- MATERIAL SHOWN -
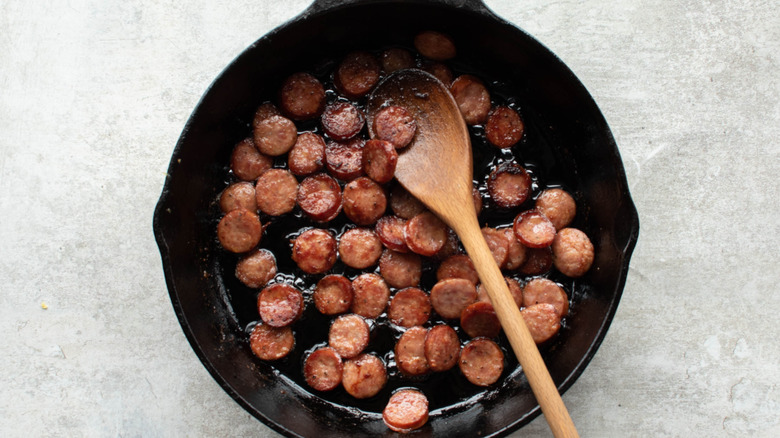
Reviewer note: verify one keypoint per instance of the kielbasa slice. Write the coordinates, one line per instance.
(333, 294)
(406, 411)
(504, 127)
(271, 343)
(276, 190)
(409, 307)
(371, 295)
(349, 335)
(364, 376)
(410, 352)
(319, 196)
(572, 252)
(322, 369)
(481, 362)
(257, 268)
(449, 297)
(279, 305)
(314, 251)
(364, 201)
(360, 248)
(442, 347)
(400, 269)
(239, 231)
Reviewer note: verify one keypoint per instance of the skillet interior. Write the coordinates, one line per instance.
(575, 149)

- TASK TO COMPLETE -
Please give the lines above as a numbered list, skipping any blank lines and leaving out the pictures.

- RESULT OF THE EXERCISE -
1. Reviewer note: verify one keypoint per instance of the kielbasa slice. Write the coordinates, one line per instance.
2. (333, 294)
3. (406, 411)
4. (504, 127)
5. (271, 343)
6. (276, 190)
7. (409, 307)
8. (371, 295)
9. (349, 335)
10. (364, 376)
11. (410, 352)
12. (319, 196)
13. (572, 252)
14. (322, 369)
15. (481, 362)
16. (257, 268)
17. (449, 297)
18. (279, 305)
19. (314, 251)
20. (364, 201)
21. (360, 248)
22. (442, 347)
23. (400, 269)
24. (239, 231)
25. Reviewer note: verify one keypoint per instance of the skillet interior. Write the coordinates, one line per instance.
26. (575, 149)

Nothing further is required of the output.